> **WORK TO COMPLETE**
Extract every record, keeping each one exactly as it is.

> **GIVEN ENTRIES**
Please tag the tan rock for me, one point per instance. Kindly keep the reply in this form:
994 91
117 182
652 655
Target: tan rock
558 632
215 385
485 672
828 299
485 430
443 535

> **TASK ANSWER**
Please tag the tan rock for me, one point per instance. Kindly keep the reply in this form:
994 91
117 182
652 655
Target: tan rock
558 632
215 385
485 672
828 299
485 430
443 535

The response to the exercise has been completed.